▸ **ФРАГМЕНТ ДОКУМЕНТА**
○ ○ ○
Петербургский театральный журнал
Блог «ПТЖ» — это отдельное СМИ, живущее в режиме общероссийской театральной газеты. Когда-то один из создателей журнала Леонид Попов делал в «ПТЖ» раздел «Фигаро» (Фигаро здесь, Фигаро там). Лене Попову мы и посвящаем наш блог.
16+

4 июня 2014

МАКБЕТ. ТРАГЕДИЯ

«Макбет». У. Шекспир.
Театр-фестиваль «Балтийский дом».
Режиссер-постановщик Люк Персеваль, художник-постановщик Аннетт Курц, художник по свету Марк ван Денесс.

Выбор материала неожиданный. Не потому, что самая кровавая трагедия Шекспира сейчас не ко времени — как раз наоборот. Но всего два с половиной года назад, осенью 2011-го, Персеваль выпустил «Макбета» в гамбургском Талиа театре совместно с Рурской триеннале. Неужели за такой короткий срок масштабный проект был забыт, и фантазия режиссера успела породить нового тирана? Или мы просто имеем дело с переносом спектакля?

Ответ, как водится, лежит посередине. Наш «Макбет» во многом сходен со своим немецким предшественником — в основном это касается концепции персонажей и принципа монтажа диалогов, но в то же время он совсем иной. Настолько же иной, как «Карамазовы», например, по отношению к «Вишневому саду». Дело не только в избранном материале, хотя в последнее время Персеваль действительно предпочитает драматургии романную форму. Материал — лишь следствие каких-то принципиальных трансформаций в мировоззрении режиссера, и новая редакция «Макбета» это демонстрирует.

М. Шульга (Леди Макбет), Л. Алимов (Макбет).
Фото — В. Луповской.
○ ○ ○
▸ **ПРЕДОСТАВЛЕННЫЕ ЗАПИСИ**

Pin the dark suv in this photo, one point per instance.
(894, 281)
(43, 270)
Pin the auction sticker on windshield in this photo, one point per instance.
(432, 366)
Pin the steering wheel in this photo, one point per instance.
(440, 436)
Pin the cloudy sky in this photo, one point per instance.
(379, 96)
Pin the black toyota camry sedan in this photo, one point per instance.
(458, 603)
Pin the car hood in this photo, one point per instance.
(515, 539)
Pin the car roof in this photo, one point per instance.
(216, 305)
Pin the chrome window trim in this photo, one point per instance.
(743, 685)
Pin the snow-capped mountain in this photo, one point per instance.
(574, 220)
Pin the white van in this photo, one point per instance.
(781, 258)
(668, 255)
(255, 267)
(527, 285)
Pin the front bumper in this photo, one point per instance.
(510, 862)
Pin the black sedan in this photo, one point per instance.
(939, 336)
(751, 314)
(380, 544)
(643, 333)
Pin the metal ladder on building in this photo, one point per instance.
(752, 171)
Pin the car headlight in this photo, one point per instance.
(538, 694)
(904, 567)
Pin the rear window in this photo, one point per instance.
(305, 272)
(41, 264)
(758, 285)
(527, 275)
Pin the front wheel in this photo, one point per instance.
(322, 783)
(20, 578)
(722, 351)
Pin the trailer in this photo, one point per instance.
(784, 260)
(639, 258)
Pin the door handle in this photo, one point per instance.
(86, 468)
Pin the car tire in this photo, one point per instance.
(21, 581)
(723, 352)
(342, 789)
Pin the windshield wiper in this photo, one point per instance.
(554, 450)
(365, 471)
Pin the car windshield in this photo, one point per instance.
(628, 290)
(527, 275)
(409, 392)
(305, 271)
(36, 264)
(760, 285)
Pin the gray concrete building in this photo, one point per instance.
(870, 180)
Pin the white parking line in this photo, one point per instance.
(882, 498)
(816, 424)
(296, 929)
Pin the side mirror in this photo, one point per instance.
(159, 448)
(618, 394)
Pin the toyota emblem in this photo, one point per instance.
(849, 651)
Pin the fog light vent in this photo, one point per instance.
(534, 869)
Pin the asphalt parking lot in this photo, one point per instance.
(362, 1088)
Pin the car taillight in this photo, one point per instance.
○ ○ ○
▸ **ВАША ЗАДАЧА**
Переведите на английский язык предложение из рецензии на спектакль «Макбет»: «Ответ, как водится, лежит посередине».

▸ **РЕШЕНИЕ ЗАДАЧИ**
As is usually the case, the answer lies somewhere in the middle.